- What is needed:
From the material below, pull out every line that contains the word "door", and copy each of those lines unchanged.
━━ Dataset rows
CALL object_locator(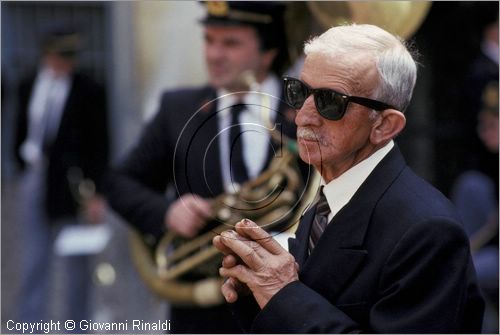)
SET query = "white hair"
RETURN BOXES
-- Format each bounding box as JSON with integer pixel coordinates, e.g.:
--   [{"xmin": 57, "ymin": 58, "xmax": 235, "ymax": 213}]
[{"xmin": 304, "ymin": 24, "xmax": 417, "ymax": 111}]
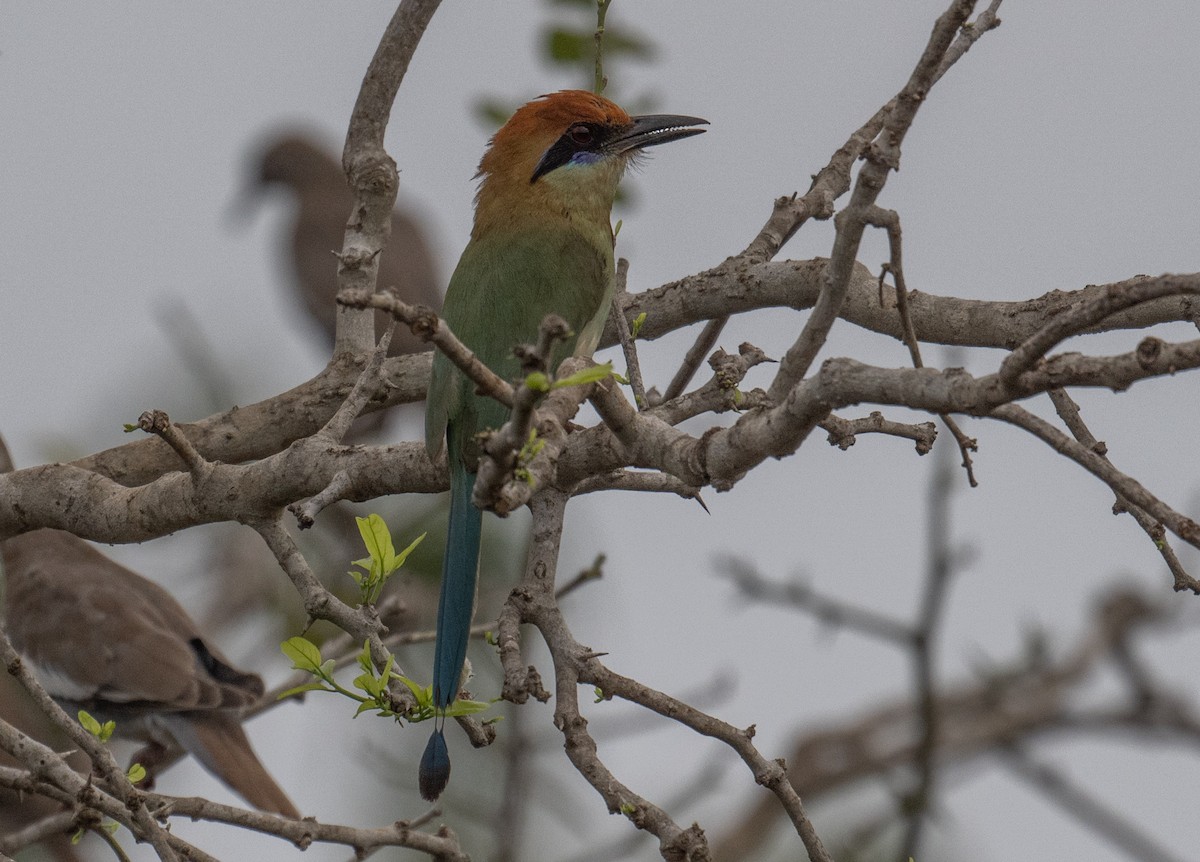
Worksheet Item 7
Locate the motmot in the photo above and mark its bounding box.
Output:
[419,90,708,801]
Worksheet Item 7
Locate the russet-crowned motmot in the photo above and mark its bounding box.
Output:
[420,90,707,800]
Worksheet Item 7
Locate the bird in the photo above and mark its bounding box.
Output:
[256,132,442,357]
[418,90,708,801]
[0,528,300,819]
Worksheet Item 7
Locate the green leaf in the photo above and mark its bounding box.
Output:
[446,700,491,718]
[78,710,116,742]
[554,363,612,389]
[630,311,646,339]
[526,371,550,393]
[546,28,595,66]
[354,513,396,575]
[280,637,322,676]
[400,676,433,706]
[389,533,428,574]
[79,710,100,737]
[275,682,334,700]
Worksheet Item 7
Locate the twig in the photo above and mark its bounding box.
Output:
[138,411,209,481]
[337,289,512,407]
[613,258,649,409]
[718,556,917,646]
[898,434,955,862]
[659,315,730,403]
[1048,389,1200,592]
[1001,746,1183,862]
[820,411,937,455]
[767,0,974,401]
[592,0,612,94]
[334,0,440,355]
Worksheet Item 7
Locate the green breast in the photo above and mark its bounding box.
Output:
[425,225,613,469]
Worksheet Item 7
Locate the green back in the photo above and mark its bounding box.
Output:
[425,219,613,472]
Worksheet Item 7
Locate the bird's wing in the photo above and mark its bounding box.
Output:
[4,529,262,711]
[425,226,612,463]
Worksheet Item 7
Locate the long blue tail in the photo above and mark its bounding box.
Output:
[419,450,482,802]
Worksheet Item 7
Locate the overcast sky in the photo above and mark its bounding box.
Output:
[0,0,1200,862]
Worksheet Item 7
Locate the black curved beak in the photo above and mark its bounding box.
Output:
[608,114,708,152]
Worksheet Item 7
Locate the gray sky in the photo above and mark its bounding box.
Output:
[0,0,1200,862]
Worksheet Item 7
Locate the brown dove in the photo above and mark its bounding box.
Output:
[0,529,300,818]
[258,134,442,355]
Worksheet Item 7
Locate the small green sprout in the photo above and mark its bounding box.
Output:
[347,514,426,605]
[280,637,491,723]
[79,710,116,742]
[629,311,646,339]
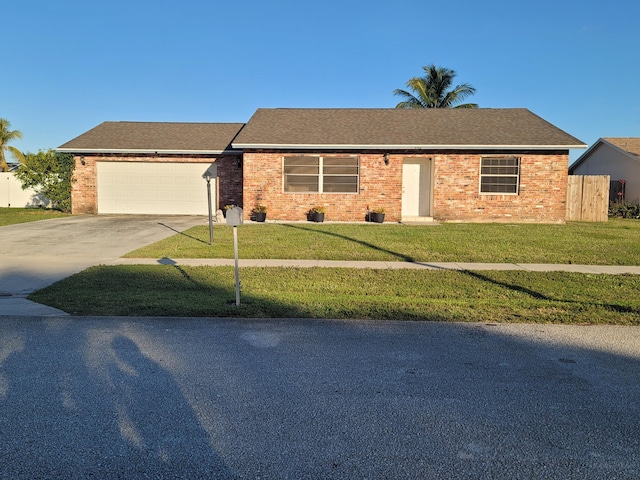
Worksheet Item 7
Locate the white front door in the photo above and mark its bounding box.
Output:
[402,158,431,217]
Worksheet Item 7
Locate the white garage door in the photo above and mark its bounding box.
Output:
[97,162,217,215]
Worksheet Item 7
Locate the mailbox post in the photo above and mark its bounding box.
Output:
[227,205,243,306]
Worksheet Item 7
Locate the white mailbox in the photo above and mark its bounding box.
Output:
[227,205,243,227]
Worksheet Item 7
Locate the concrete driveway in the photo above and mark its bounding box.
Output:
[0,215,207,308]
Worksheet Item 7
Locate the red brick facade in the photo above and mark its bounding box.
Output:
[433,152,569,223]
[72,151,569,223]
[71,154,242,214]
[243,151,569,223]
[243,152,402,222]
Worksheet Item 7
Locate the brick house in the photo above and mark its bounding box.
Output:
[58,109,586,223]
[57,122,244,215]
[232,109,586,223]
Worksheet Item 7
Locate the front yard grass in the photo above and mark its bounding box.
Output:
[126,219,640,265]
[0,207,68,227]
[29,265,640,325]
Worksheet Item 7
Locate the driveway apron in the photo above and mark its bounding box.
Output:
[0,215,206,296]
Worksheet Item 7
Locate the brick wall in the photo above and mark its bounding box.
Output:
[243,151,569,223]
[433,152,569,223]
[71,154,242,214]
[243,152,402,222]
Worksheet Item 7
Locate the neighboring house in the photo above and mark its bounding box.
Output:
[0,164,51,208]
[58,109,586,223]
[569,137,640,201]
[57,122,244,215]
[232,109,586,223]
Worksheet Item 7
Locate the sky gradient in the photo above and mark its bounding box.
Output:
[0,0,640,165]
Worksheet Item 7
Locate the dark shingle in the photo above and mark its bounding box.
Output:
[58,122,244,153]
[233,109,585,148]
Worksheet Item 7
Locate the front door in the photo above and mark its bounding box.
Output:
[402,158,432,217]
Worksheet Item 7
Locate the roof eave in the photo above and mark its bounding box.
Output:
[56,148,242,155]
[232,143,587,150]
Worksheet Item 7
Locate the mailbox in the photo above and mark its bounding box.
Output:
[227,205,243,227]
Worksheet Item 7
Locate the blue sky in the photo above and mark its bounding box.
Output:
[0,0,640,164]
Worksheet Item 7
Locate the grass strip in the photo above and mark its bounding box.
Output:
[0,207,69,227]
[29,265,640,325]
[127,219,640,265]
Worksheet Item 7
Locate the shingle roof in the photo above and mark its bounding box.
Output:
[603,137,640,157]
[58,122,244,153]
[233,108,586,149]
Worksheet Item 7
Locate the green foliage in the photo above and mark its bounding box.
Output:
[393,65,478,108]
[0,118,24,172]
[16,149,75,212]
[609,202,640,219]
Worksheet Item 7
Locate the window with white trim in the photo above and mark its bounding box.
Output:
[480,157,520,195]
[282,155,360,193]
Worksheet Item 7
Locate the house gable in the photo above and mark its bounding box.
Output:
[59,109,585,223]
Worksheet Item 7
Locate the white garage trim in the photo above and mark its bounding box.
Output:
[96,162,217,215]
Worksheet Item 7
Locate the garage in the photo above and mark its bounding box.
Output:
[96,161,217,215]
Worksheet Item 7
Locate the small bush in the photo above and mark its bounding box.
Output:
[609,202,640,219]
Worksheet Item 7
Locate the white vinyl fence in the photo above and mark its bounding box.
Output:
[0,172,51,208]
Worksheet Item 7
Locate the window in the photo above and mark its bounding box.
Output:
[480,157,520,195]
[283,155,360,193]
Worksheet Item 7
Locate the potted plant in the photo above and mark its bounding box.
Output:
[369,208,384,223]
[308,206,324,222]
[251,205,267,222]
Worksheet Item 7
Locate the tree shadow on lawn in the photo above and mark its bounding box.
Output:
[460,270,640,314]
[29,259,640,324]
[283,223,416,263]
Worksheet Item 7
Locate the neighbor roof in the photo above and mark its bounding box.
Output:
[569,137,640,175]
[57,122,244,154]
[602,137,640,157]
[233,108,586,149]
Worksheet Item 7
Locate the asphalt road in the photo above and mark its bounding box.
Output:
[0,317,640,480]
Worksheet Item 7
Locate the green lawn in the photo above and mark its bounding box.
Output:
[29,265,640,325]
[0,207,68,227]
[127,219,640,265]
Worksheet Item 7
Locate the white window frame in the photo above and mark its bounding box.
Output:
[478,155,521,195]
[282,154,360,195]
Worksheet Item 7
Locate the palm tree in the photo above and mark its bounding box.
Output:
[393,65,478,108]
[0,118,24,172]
━━━━
- Result:
Locate the white front door in the photo above and mark its bounding box.
Locate the white garage door in the photo above and mark its bounding box.
Locate the front door in the photo above and mark its bounding box.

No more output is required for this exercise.